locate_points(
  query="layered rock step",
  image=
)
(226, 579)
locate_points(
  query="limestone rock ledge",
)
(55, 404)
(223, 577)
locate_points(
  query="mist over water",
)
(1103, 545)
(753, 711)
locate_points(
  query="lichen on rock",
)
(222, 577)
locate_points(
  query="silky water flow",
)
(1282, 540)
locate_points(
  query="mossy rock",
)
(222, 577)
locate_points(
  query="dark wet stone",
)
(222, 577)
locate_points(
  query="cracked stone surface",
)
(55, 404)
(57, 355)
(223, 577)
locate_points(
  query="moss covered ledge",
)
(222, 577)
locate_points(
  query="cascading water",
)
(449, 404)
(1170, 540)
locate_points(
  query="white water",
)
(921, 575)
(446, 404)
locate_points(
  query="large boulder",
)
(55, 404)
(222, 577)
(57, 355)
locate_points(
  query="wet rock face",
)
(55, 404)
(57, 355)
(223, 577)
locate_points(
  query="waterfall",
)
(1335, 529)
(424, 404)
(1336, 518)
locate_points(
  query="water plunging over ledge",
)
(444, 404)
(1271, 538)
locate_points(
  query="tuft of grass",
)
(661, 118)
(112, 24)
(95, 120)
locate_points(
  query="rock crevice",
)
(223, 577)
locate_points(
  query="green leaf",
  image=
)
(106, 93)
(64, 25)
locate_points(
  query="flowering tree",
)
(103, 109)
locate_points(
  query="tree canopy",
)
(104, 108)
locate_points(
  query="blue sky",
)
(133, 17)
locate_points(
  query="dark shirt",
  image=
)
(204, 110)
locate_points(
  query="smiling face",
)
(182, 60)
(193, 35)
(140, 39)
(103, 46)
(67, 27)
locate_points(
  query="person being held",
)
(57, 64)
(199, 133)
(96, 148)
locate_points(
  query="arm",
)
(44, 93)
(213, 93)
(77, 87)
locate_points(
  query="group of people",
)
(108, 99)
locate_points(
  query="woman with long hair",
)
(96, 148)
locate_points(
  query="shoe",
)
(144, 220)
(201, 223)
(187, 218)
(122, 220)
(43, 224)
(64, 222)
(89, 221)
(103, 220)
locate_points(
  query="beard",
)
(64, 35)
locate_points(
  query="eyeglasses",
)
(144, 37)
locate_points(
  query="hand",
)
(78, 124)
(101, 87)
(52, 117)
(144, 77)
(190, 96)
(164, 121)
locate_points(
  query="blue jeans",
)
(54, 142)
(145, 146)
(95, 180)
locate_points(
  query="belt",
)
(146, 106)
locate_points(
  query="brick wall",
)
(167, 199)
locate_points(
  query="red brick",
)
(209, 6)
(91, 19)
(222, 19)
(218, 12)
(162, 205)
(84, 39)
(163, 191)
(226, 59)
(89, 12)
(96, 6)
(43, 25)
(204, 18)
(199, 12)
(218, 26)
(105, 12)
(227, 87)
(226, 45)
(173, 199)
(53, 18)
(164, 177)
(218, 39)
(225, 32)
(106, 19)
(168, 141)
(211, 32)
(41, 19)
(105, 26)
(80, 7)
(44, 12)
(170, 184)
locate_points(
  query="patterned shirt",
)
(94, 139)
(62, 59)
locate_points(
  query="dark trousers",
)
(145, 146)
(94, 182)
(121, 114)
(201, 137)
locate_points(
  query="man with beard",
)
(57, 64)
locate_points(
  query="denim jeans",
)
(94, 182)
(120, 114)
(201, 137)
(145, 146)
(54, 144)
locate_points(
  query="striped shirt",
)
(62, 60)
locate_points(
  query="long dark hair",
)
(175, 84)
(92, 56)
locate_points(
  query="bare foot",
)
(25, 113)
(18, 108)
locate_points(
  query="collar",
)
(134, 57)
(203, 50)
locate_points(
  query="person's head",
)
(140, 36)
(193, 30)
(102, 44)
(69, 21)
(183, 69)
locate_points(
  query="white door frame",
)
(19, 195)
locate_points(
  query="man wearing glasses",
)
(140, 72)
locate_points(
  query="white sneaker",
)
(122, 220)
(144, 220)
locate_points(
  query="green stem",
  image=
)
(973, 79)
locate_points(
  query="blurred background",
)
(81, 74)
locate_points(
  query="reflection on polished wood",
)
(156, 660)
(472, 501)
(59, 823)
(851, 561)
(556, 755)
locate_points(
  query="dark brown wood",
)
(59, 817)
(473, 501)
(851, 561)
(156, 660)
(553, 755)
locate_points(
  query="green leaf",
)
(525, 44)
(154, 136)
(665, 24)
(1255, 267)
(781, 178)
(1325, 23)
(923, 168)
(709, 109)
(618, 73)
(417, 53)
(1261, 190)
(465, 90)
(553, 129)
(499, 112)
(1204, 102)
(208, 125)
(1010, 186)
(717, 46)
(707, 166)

- **EXERCISE**: Out of the preceding entries, pull every line containing the string "person".

- **TASK OUTPUT**:
  query="person being held",
  query="person's head",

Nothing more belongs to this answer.